** EXERCISE BRIEF **
For each line in the data below that holds "tiara", return a copy.

** RECORDED INFORMATION **
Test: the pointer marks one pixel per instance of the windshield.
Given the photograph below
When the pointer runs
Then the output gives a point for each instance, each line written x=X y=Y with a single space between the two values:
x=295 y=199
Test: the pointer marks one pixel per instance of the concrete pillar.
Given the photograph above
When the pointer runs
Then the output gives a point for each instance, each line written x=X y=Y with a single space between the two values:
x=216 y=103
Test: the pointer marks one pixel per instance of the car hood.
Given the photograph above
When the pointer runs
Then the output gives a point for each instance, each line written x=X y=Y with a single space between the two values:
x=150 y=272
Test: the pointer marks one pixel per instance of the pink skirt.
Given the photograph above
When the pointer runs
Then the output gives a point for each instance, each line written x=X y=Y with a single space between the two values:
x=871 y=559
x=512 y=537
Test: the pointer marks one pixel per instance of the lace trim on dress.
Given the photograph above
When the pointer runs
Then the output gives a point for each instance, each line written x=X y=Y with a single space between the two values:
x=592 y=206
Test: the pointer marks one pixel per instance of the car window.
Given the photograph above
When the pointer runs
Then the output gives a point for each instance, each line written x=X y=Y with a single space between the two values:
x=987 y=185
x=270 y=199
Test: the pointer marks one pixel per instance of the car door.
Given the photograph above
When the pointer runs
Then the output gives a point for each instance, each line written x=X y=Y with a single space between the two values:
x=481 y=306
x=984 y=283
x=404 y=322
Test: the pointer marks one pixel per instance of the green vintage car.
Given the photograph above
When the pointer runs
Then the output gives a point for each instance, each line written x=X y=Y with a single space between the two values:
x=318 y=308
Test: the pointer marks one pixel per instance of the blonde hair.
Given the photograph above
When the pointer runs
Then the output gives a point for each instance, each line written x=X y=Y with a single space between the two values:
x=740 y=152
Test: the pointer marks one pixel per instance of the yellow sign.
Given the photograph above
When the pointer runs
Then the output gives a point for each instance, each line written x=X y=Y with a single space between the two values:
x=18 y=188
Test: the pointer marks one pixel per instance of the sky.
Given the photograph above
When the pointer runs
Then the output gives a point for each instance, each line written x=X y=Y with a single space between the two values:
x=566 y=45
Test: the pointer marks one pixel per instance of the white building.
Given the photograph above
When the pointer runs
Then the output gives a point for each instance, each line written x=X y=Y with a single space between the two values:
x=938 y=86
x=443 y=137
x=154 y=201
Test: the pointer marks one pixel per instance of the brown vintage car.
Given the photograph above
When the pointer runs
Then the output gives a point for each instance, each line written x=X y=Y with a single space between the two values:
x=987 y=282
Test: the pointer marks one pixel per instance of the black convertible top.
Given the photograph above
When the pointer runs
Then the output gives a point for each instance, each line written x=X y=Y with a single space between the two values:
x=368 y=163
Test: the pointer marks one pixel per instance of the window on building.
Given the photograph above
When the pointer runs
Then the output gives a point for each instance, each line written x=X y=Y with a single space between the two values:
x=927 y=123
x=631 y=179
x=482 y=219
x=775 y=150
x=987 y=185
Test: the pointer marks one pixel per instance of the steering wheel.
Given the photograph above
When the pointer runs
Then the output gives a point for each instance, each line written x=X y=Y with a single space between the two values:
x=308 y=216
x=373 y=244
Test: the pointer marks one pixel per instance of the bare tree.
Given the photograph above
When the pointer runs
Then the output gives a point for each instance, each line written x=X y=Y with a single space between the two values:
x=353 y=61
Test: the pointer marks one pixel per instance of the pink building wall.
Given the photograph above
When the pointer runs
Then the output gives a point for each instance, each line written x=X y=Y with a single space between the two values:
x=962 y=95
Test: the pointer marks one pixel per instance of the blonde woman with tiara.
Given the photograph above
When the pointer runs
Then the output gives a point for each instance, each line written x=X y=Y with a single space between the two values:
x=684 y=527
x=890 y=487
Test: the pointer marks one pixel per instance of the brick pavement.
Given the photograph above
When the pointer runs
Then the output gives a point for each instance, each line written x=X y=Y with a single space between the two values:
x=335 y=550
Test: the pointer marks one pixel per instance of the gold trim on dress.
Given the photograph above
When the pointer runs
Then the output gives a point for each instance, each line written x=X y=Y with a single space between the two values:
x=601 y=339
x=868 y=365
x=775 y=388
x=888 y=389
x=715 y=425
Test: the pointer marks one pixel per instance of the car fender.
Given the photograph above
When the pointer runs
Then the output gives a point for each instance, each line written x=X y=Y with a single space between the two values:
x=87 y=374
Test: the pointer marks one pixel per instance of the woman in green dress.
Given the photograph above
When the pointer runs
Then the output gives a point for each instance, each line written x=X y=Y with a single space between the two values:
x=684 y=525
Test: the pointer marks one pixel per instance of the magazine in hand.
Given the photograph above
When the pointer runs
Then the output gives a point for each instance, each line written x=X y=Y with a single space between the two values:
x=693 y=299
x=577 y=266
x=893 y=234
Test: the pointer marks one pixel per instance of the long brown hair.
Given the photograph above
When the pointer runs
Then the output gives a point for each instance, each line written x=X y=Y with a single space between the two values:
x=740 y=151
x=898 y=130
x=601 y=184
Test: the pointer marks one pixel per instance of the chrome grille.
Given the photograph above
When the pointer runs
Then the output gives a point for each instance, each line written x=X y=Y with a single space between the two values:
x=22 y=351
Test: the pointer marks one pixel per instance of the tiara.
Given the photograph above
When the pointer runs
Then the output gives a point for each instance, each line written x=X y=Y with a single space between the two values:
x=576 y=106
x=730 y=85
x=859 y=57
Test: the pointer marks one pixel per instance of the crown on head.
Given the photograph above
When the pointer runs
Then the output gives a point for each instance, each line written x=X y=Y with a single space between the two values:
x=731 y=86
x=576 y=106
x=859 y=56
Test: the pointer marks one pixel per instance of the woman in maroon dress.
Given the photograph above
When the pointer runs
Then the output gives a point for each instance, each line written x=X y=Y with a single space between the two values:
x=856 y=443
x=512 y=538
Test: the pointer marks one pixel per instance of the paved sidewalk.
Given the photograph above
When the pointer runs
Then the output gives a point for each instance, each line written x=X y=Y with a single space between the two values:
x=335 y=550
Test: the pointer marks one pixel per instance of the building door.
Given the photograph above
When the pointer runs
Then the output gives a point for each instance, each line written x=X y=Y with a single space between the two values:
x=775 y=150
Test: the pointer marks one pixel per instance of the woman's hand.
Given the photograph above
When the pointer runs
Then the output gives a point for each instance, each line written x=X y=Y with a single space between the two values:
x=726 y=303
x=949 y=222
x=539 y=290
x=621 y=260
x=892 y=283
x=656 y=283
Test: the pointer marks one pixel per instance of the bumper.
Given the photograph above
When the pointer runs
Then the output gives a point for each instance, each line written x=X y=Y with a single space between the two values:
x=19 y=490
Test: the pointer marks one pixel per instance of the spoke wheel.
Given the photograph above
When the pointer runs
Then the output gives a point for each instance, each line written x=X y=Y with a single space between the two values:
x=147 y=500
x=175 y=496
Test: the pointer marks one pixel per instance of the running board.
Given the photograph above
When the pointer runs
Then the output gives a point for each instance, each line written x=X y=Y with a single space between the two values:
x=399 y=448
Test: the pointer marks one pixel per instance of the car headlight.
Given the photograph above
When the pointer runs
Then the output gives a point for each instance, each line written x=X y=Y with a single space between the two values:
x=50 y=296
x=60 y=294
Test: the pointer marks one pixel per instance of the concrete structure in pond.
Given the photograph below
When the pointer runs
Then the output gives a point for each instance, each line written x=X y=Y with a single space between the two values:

** EXPECTED ANSWER **
Test: the pointer marks one pixel per instance of the blonde woman with tiara.
Test: the pointer marks one pixel per instance of the tiara.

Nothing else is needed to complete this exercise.